══ Aangeleverde tekst ══

Michael Porter's generic strategy

Generic strategy.

Ik kan het me nog herinneren tijdens mijn studie. Daar was hij dan Michael Porter: jong, intelligent, modieus, intellectuele bril, mooie modellen, dikke boeken, de status van een bestsellerschrijver, van een goeroe, uit een wetenschappelijke setting (Harvard etc.)
Bijna een icoon in een tijd dat bedrijfskunde omhoogschoot, MBA een conditio sine qua non werd op je (en mijn) CV.

Concurrentie en strategie.

═══
══ Getoond materiaal ══

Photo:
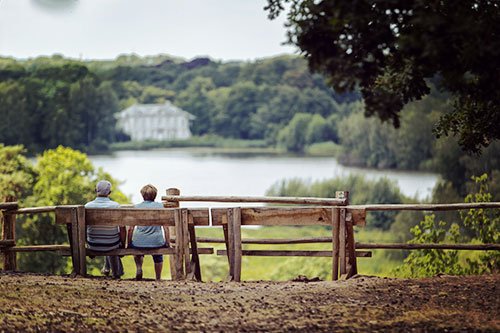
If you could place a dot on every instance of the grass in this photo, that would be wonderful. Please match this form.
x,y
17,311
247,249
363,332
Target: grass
x,y
215,268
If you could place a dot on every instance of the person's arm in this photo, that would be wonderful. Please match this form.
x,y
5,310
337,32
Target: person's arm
x,y
123,236
167,236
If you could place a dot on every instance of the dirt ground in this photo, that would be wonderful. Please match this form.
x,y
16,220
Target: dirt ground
x,y
33,302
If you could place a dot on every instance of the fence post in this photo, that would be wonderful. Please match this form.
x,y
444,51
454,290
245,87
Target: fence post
x,y
172,204
230,244
195,261
335,243
69,216
237,243
185,241
82,239
342,235
179,246
9,233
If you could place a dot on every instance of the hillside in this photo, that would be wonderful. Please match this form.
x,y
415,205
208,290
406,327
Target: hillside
x,y
33,302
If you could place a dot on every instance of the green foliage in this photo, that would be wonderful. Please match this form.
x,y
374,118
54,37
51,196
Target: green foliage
x,y
389,48
429,262
485,224
51,105
484,227
370,143
61,176
16,173
293,136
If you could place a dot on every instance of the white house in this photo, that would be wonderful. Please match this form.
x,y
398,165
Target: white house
x,y
155,122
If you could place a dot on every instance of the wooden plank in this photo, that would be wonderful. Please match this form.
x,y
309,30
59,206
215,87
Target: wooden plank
x,y
230,248
33,210
185,238
135,216
292,253
226,241
179,245
9,205
64,214
74,239
237,243
38,248
285,216
342,249
171,258
268,240
7,243
195,259
284,200
9,262
427,207
82,239
133,252
335,243
351,248
406,246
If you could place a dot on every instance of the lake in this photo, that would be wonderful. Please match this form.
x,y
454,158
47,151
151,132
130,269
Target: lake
x,y
203,171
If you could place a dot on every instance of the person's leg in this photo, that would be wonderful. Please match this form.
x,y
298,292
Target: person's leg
x,y
120,267
106,268
138,264
115,264
158,260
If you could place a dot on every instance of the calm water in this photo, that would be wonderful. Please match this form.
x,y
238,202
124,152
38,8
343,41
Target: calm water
x,y
206,172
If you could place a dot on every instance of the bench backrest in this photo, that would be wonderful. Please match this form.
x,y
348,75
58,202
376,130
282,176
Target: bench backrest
x,y
288,216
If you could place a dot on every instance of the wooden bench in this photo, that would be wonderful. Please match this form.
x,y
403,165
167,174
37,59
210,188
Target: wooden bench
x,y
184,220
341,218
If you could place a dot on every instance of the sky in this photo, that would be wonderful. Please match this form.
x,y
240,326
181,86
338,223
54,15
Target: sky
x,y
103,29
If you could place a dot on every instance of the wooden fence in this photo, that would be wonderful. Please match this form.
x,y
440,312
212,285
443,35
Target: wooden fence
x,y
335,212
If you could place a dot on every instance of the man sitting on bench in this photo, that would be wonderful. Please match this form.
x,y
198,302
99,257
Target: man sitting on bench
x,y
106,238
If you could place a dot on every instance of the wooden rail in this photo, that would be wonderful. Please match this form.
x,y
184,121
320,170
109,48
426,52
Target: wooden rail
x,y
281,200
395,246
427,207
334,212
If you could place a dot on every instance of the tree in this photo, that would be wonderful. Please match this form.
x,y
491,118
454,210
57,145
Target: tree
x,y
389,48
61,176
16,174
293,136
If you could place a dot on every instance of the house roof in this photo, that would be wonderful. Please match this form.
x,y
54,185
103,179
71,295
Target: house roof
x,y
166,108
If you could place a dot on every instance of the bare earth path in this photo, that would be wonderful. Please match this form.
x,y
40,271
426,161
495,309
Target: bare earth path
x,y
31,302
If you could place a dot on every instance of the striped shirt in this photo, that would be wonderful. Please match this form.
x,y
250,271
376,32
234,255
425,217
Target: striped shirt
x,y
103,238
148,236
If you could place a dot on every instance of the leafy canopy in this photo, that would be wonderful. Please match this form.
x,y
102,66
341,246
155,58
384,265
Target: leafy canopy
x,y
390,48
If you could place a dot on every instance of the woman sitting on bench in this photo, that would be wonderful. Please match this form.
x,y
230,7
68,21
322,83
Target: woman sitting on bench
x,y
148,237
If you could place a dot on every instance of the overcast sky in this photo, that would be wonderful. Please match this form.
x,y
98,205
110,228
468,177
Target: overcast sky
x,y
103,29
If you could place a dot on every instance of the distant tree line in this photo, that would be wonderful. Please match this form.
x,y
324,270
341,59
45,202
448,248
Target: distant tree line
x,y
51,101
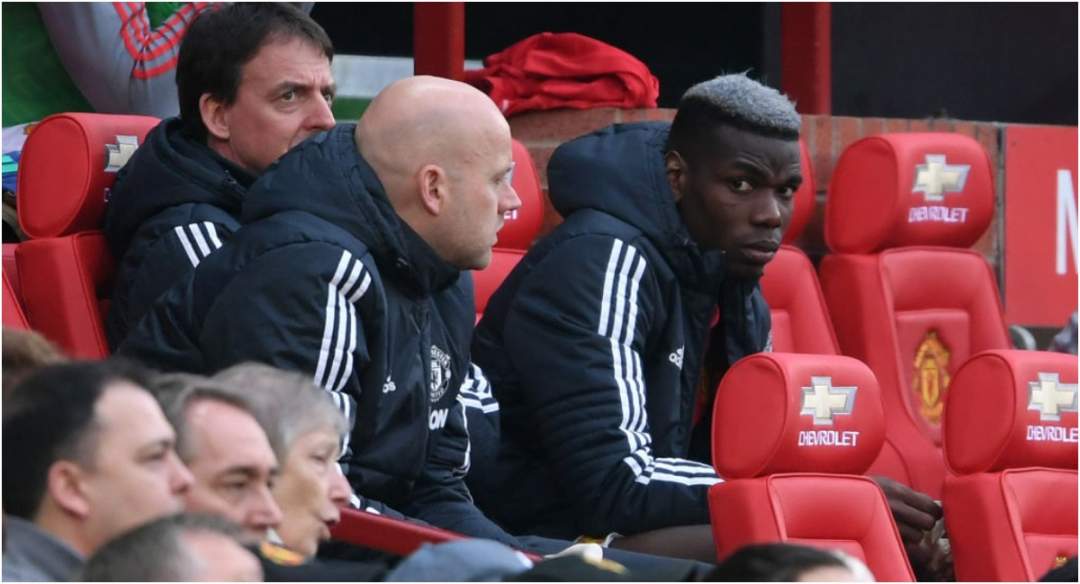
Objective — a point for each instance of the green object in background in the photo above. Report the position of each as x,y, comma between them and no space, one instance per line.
349,108
35,82
159,12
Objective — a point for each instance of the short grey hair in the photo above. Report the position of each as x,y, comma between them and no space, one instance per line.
287,404
745,103
176,392
157,551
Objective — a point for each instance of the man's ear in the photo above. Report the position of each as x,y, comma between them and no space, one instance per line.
66,487
675,166
215,117
433,188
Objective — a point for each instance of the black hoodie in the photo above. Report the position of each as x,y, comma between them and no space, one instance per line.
594,347
174,203
324,279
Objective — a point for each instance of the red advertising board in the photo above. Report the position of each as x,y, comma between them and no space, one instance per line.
1040,222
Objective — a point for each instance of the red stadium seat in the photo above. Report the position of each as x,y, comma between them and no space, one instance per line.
791,434
1011,442
13,313
800,322
392,535
65,270
905,294
517,233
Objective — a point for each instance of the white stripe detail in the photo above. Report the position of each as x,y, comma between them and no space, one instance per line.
363,288
608,275
467,463
186,244
200,241
212,230
342,314
347,370
683,465
324,350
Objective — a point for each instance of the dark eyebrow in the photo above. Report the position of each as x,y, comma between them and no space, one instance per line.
748,167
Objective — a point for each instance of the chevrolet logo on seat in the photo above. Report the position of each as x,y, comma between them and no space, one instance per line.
936,177
1050,397
118,154
822,401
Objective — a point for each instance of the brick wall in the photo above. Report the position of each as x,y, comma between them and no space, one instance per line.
826,136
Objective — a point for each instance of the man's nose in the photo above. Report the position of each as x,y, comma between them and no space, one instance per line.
321,117
339,490
509,201
768,212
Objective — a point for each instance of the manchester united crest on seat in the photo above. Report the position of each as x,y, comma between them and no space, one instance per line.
440,372
930,380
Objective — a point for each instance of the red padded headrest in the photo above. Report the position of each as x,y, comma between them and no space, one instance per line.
523,225
805,198
68,164
893,190
1009,409
788,412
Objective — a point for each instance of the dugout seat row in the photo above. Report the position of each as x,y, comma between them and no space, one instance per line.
794,451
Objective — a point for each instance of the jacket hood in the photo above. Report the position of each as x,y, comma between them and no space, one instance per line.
169,170
326,176
620,171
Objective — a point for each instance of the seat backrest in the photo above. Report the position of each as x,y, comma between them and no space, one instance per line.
1011,443
392,535
800,322
518,231
791,435
68,164
905,294
13,313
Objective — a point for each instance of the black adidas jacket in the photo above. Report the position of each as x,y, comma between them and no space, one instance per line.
593,347
174,203
323,277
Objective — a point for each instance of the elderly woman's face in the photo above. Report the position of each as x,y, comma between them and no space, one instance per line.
310,490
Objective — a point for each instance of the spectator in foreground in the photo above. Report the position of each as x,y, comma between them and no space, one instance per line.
176,548
306,431
787,562
223,444
359,284
89,455
254,80
237,475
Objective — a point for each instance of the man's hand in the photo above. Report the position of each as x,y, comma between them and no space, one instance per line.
915,513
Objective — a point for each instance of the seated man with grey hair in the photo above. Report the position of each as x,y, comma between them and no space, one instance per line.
594,345
185,547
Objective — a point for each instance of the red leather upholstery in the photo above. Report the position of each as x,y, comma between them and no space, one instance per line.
805,198
1011,439
517,233
387,534
392,535
791,434
908,189
902,301
9,265
13,314
800,322
68,164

═══

Geef het stuk uit de tekst over Michael Porter woordelijk weer, van "Michael Porter's generic" tot en met "Concurrentie en strategie.".

- Jouw antwoord
Michael Porter's generic strategy

Generic strategy.

Ik kan het me nog herinneren tijdens mijn studie. Daar was hij dan Michael Porter: jong, intelligent, modieus, intellectuele bril, mooie modellen, dikke boeken, de status van een bestsellerschrijver, van een goeroe, uit een wetenschappelijke setting (Harvard etc.)
Bijna een icoon in een tijd dat bedrijfskunde omhoogschoot, MBA een conditio sine qua non werd op je (en mijn) CV.

Concurrentie en strategie.